**** PAGE TEXT
Q My dwarf hamster just gave birth about a week ago. The mother has died.  What can I do to try to save the pups?

A The truth is that a hamster that small relies on his mother for about everything even body temperature control.  There are two way to handle this.  First and probably the best thing to do is to find a hamster surrogate mother.  If you happen to have another nursing mother, see if you can get her to accept the orphaned pups.  If not, you will have to become the hamsters' mother.  Understand that there is only barely a 20 percent chance of survival for the orphaned pups -- even if you do everything right.

First, the hamsters must be kept warm, at least 80 degrees Fahrenheit (26.66º C). You’ll need to create a warm bedding and some kind of non-drying heat with a way to strictly monitor the temperature. A heating pad or even a light bulb could be used as long as you don’t get them too close to the hamsters. And a cheap cage thermometer should work well for watching the temperature in the event you decide to heat with a bulb.

You’ll need to feed your hamsters milk at regular intervals just like a mother hamster would have to. For milk you can use a kitten or dog formula or evaporated milk mixed with 50% water will work fine. Warm the milk solution to 90 degrees Fahrenheit (32.22º C). For dwarf hamsters that still have not reached 2 weeks you need to feed them 3 drops (.5 ml) of this milk every 30 minutes around the clock. You need to warm the milk to 90 degrees because you want the drops you feed the hamster ideally to be at body temperature by the time he drinks them. To feed the drops to the little guy you can use an eye dropper, needleless syringe, or a nursing wick.

As the dwarf hamsters approach 2 weeks old you want to gradually increase the amount of milk to about 4 to 6 drops. If you are using a syringe at two weeks or when the eyes open you want to be feeding him 1 ml of milk about every hour. In fact, at that point you can go to hourly feedings instead of half hour feedings.

It’s also important that the hamsters get hard food as well as milk. See that they have wheat germ or small seed like millet to eat from 5 days old on; they may not rush to eat the hard food yet but they will eat it when you aren’t looking. Little pieces of Broccoli are also a good idea; remember not to let them spoil in the nest. Another thing that a pup will need is access to adult hamster droppings. Without these the hamster will not be able to develop the bacteria it needs to digest cellulose food. Yes, the pups will eat these. Don’t be grossed out; it’s important.

Lastly, touching the pups in a certain way is also important for at least two reasons that we know of. First, it promotes good digestion and second it socializes the hamster. Studies a couple of years ago at the University of Utah showed that a rodent with no touching becomes an overly aggressive adult to both human and rodents of the same species. What you want to do is simulate the way a mother hamster grooms a pup. You’ll need about a 1 inch wide soft bristle paint brush. You will take this brush and roughly stroke down the hamster's belly and back about twice each time. Do this at feeding time.

Be aware that this advice is intended only for dwarf hamsters. Syrians require an adjusted formula volume and feeding schedule.

Syrians up to two weeks old need about 1 ml of milk every 2 hours.     After 2 weeks until weaned they need 2 ml’s 8 times a day and should be eating solid foods readily.  Mostly everything else here applies to both Syrian and dwarf species.

Remember that even if you do these things, a hamster still under 8 days doesn’t have a very high chance of survival. Do the best you can and be prepared for the worst. Good luck!
********
**** INFORMATION SHOWN
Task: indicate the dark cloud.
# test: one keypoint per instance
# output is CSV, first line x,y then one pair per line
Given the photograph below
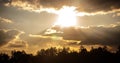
x,y
5,1
81,5
7,35
18,44
92,35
********
● **REQUIREMENT**: Transcribe the passage of the hamster care text above between "It’s also important" and "out; it’s important.", inclusive.

● **RESPONSE FOR THIS EXERCISE**:
It’s also important that the hamsters get hard food as well as milk. See that they have wheat germ or small seed like millet to eat from 5 days old on; they may not rush to eat the hard food yet but they will eat it when you aren’t looking. Little pieces of Broccoli are also a good idea; remember not to let them spoil in the nest. Another thing that a pup will need is access to adult hamster droppings. Without these the hamster will not be able to develop the bacteria it needs to digest cellulose food. Yes, the pups will eat these. Don’t be grossed out; it’s important.